### [Aim of the task]
Render the lines from the one containing "For every instance of the orange" up to and including the one containing "[[216, 213]]" as a numbered list, leaving out blank lines and pictures.

### [Given data]
####################
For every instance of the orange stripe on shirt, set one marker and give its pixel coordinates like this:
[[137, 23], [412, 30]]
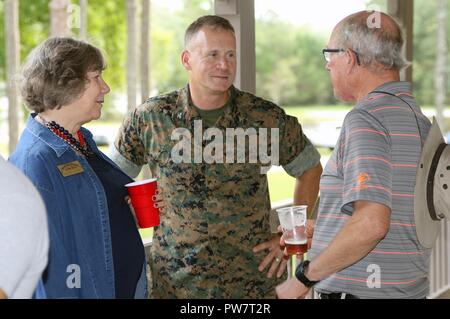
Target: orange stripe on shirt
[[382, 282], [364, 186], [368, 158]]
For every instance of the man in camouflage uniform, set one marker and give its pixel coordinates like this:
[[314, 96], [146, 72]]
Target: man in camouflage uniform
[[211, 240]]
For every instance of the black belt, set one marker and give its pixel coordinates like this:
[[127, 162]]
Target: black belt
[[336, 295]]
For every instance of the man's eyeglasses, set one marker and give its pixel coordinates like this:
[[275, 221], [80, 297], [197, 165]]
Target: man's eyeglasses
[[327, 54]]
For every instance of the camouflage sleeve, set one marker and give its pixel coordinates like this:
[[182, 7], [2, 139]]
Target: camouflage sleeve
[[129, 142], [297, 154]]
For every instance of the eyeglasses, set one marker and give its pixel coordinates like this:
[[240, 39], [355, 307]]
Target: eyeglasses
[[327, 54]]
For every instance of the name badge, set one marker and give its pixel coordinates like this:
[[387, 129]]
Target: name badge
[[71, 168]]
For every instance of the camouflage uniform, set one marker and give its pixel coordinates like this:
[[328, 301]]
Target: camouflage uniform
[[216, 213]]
####################
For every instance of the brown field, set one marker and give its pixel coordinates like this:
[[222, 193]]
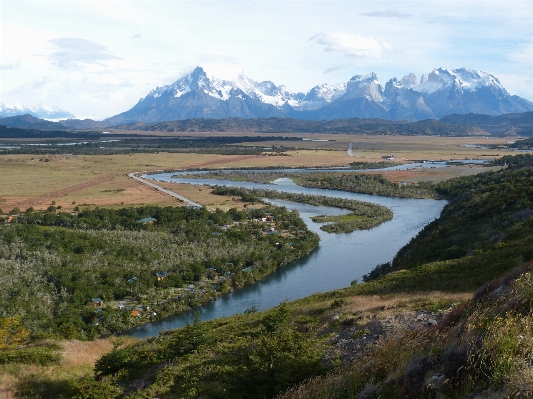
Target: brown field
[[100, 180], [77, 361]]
####################
### [Correct response]
1. For every instance of the orange stripe on shirt, set one marker and give its pixel coordinates like this:
2. [[137, 23], [412, 30]]
3. Target: orange stripe on shirt
4. [[382, 282], [364, 186], [368, 158]]
5. For every instance of the man in camouflage uniform, set one marker and give its pixel coordinates like this:
6. [[314, 96], [146, 72]]
7. Target: man in camouflage uniform
8. [[211, 240]]
9. For every instance of the black belt, set one marker and give its pixel coordinates like this:
10. [[127, 162]]
11. Target: black belt
12. [[336, 295]]
13. For every instance of the man's eyeglasses, set one marker and give its pixel coordinates like this:
14. [[275, 221], [80, 297], [197, 165]]
15. Target: man's eyeglasses
16. [[327, 54]]
17. For every instance of the camouflage sleeve, set one marker and give its pixel coordinates like this:
18. [[182, 7], [2, 139]]
19. Target: camouflage sleeve
20. [[129, 142], [297, 154]]
21. For every instance of the eyeglasses, set one marker and give its pixel coordinates like this:
22. [[240, 39], [355, 307]]
23. Target: eyeglasses
24. [[327, 54]]
25. For every instance of the name badge, set one marker and give its pixel coordinates like this:
26. [[387, 129]]
27. Target: name badge
28. [[71, 168]]
29. For every instance of the camouflage uniform, set one marker and give its pixel coordinates like this:
30. [[328, 301]]
31. Target: camouflage uniform
32. [[216, 213]]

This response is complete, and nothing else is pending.